## Given instruction
Please show every line in the records below that contains the word "drip", copying each one in full.

## Data to use
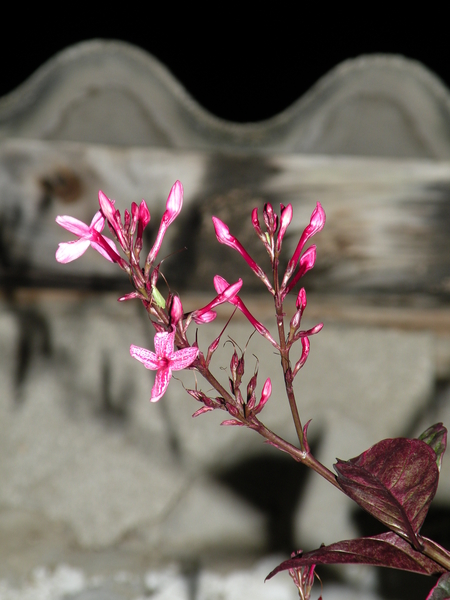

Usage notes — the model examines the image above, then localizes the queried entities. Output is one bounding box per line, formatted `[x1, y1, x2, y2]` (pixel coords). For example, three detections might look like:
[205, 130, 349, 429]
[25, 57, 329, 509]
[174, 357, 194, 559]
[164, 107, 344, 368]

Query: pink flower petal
[55, 215, 90, 237]
[55, 239, 90, 264]
[130, 345, 159, 371]
[150, 368, 172, 402]
[170, 346, 198, 371]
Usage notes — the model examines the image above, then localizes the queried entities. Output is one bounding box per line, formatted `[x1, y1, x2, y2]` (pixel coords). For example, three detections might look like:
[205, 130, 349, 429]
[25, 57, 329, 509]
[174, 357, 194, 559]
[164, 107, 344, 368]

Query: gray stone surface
[0, 40, 450, 159]
[0, 296, 435, 556]
[0, 41, 450, 600]
[0, 557, 379, 600]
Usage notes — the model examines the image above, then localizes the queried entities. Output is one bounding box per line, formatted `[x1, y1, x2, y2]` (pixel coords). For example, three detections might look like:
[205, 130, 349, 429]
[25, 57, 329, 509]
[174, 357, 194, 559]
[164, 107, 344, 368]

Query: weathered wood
[0, 40, 450, 159]
[0, 140, 450, 305]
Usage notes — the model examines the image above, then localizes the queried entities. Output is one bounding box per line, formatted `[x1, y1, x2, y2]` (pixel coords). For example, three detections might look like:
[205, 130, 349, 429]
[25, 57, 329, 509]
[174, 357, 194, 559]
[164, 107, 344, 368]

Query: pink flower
[146, 181, 183, 265]
[56, 211, 122, 264]
[282, 202, 326, 287]
[98, 190, 129, 252]
[212, 216, 273, 292]
[191, 275, 242, 324]
[130, 331, 198, 402]
[214, 275, 279, 348]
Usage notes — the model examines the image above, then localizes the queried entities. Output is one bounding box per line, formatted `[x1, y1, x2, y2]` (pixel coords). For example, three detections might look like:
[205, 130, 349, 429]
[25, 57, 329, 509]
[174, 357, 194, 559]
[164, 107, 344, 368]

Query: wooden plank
[0, 140, 450, 305]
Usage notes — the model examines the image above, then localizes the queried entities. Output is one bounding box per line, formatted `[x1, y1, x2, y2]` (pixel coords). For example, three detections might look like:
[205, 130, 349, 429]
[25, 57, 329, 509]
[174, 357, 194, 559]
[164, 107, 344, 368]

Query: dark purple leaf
[267, 531, 445, 579]
[419, 423, 447, 471]
[427, 573, 450, 600]
[334, 438, 439, 550]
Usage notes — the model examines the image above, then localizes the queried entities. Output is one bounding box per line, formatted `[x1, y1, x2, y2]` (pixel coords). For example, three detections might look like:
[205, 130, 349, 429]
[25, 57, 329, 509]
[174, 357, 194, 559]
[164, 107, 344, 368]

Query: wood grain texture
[0, 140, 450, 303]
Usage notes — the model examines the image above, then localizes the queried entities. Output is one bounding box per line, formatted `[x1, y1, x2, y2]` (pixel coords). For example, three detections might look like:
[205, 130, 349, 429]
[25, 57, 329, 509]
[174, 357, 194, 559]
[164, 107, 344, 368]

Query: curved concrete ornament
[0, 40, 450, 159]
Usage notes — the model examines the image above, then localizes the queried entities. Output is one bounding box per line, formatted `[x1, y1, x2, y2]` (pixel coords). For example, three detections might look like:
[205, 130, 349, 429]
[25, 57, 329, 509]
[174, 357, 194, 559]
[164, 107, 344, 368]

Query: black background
[0, 9, 450, 122]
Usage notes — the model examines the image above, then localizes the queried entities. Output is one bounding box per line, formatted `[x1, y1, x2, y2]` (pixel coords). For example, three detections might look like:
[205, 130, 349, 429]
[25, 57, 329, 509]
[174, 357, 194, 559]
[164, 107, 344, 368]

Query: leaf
[266, 531, 445, 579]
[419, 423, 447, 471]
[334, 438, 439, 550]
[427, 573, 450, 600]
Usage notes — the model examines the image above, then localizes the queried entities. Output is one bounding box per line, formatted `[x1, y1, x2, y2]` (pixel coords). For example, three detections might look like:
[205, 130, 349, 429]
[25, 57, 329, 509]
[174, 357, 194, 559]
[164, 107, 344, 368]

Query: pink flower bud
[147, 181, 183, 265]
[282, 202, 326, 287]
[139, 202, 150, 230]
[192, 406, 214, 417]
[283, 244, 317, 297]
[98, 190, 130, 252]
[295, 288, 306, 312]
[214, 275, 279, 349]
[169, 296, 183, 327]
[263, 202, 278, 238]
[277, 204, 293, 252]
[192, 310, 217, 325]
[212, 217, 273, 292]
[292, 337, 310, 377]
[117, 292, 145, 302]
[191, 279, 242, 323]
[252, 208, 264, 239]
[254, 377, 272, 414]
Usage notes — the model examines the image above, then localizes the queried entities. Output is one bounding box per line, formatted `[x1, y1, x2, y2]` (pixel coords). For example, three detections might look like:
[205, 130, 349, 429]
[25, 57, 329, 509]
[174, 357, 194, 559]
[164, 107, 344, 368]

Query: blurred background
[0, 2, 450, 122]
[0, 3, 450, 600]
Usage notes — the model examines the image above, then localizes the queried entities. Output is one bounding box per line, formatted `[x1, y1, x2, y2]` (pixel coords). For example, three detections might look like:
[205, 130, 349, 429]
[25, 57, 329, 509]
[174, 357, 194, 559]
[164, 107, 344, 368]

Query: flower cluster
[56, 181, 450, 600]
[56, 181, 325, 408]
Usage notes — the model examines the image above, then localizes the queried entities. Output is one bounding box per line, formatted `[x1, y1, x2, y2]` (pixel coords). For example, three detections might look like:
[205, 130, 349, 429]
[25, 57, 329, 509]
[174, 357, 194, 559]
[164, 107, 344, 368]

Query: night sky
[0, 9, 450, 122]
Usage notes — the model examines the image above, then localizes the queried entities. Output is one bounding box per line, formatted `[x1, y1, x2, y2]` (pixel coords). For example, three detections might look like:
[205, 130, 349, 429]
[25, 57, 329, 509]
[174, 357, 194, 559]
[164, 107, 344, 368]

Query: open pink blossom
[130, 331, 198, 402]
[56, 211, 121, 263]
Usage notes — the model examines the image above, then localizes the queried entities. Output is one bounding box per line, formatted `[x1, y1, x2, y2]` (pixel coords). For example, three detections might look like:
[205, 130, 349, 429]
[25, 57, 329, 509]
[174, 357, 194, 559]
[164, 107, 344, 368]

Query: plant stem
[421, 537, 450, 571]
[275, 286, 306, 451]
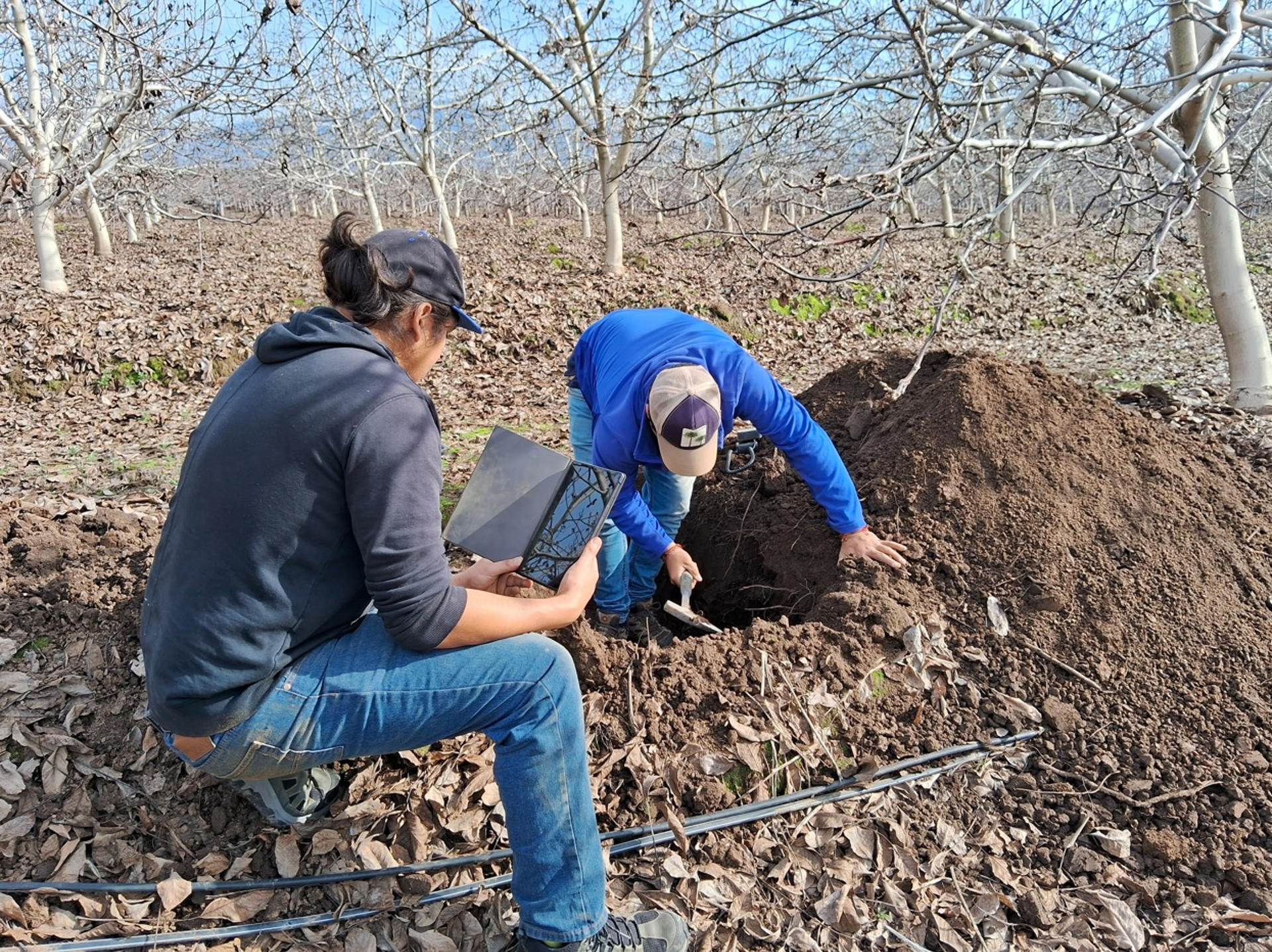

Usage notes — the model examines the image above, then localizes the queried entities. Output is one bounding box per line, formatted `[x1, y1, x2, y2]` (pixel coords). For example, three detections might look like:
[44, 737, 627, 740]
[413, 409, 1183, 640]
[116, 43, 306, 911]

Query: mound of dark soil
[641, 354, 1272, 902]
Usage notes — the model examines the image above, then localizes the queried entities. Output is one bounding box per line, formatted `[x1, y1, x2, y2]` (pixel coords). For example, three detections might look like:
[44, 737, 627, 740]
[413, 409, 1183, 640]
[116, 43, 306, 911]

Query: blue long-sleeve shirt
[568, 308, 867, 555]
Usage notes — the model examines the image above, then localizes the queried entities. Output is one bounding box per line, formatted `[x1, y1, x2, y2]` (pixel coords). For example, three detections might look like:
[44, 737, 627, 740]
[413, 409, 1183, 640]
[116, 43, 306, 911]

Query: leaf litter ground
[0, 212, 1272, 951]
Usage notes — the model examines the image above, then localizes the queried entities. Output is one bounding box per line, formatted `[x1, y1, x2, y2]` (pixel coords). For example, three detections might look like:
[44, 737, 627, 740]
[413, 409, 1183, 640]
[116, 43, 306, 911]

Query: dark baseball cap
[366, 228, 482, 333]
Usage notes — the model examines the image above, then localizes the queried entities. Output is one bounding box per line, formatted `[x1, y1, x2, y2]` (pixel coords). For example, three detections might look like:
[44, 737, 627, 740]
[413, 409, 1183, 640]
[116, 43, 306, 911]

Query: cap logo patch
[680, 424, 708, 449]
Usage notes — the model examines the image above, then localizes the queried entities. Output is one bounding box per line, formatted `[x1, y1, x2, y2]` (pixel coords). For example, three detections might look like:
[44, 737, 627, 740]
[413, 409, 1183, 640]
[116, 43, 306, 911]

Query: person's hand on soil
[557, 536, 600, 615]
[450, 555, 532, 598]
[662, 542, 702, 586]
[839, 525, 910, 569]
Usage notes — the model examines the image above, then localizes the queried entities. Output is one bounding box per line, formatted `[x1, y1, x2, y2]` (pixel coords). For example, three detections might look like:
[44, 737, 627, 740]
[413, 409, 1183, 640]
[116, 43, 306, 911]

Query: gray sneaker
[517, 909, 690, 952]
[627, 602, 676, 648]
[231, 767, 340, 826]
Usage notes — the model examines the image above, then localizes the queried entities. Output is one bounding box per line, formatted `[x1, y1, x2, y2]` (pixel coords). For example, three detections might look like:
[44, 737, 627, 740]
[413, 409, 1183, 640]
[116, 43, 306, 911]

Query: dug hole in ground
[0, 299, 1272, 951]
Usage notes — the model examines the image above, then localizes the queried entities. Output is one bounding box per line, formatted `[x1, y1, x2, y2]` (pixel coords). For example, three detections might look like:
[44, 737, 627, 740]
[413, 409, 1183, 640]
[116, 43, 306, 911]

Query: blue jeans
[160, 613, 606, 942]
[570, 387, 693, 621]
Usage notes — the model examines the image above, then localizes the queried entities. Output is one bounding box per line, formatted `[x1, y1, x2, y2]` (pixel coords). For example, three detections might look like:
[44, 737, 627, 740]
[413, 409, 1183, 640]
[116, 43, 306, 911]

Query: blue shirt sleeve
[737, 354, 867, 532]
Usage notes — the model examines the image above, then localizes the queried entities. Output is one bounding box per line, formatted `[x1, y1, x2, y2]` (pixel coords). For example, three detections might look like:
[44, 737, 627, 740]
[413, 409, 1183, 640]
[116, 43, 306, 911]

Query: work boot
[592, 611, 627, 641]
[627, 602, 676, 648]
[231, 767, 340, 826]
[519, 909, 690, 952]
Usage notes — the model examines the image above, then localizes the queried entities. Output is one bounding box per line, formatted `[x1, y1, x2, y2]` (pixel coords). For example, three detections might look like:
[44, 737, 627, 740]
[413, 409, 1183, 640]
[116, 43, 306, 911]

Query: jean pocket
[221, 741, 344, 780]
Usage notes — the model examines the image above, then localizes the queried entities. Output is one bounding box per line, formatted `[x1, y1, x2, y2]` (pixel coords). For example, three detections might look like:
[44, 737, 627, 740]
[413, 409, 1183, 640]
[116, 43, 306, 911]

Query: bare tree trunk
[900, 185, 922, 224]
[600, 158, 623, 275]
[711, 185, 738, 234]
[411, 149, 459, 250]
[30, 165, 70, 294]
[940, 170, 958, 238]
[998, 149, 1016, 268]
[360, 163, 384, 234]
[83, 185, 115, 258]
[1170, 0, 1272, 413]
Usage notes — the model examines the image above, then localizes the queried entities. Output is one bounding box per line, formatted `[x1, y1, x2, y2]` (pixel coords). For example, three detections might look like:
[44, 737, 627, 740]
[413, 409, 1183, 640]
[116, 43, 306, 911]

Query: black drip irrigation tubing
[15, 731, 1041, 952]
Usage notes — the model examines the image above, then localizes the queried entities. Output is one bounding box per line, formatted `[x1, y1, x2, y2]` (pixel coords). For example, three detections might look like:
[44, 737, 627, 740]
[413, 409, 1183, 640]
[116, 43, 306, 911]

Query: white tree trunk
[1170, 1, 1272, 413]
[30, 165, 70, 294]
[84, 188, 115, 258]
[422, 152, 459, 250]
[600, 162, 623, 275]
[715, 185, 738, 234]
[998, 149, 1016, 268]
[361, 164, 384, 234]
[940, 170, 958, 238]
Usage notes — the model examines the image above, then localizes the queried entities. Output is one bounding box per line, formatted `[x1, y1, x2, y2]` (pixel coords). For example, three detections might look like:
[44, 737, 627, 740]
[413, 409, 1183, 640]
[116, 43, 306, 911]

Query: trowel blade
[662, 602, 720, 635]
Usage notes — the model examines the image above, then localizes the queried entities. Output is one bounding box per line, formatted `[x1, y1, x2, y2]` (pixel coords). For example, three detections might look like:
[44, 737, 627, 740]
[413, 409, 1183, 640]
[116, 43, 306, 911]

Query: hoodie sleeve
[738, 355, 867, 532]
[344, 394, 468, 651]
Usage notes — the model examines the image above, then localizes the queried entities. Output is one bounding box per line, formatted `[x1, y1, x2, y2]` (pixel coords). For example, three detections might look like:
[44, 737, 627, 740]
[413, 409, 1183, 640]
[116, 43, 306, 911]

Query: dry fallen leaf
[1099, 894, 1145, 952]
[692, 753, 734, 776]
[994, 691, 1041, 724]
[274, 833, 300, 879]
[40, 747, 70, 797]
[984, 596, 1011, 637]
[1091, 830, 1131, 859]
[155, 873, 191, 909]
[196, 890, 274, 923]
[309, 830, 344, 857]
[407, 930, 458, 952]
[0, 892, 26, 926]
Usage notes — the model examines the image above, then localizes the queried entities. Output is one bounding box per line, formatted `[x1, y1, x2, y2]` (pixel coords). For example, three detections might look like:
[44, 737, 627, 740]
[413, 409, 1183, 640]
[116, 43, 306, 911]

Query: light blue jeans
[166, 613, 606, 942]
[570, 387, 693, 621]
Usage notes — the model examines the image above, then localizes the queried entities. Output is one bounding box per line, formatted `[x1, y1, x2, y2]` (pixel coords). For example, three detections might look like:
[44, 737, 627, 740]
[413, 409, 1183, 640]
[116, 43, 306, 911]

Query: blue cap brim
[450, 304, 486, 333]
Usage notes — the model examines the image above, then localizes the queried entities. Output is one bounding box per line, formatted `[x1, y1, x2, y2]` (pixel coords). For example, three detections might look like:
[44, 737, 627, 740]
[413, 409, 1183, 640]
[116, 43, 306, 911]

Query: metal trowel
[662, 572, 720, 634]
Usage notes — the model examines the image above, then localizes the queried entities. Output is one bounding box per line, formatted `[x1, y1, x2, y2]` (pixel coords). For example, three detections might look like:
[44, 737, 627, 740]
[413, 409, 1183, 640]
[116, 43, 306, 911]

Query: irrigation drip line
[0, 731, 1041, 896]
[20, 731, 1041, 952]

## Exercise output
Query: black drip irrigation tubing
Query: irrigation drip line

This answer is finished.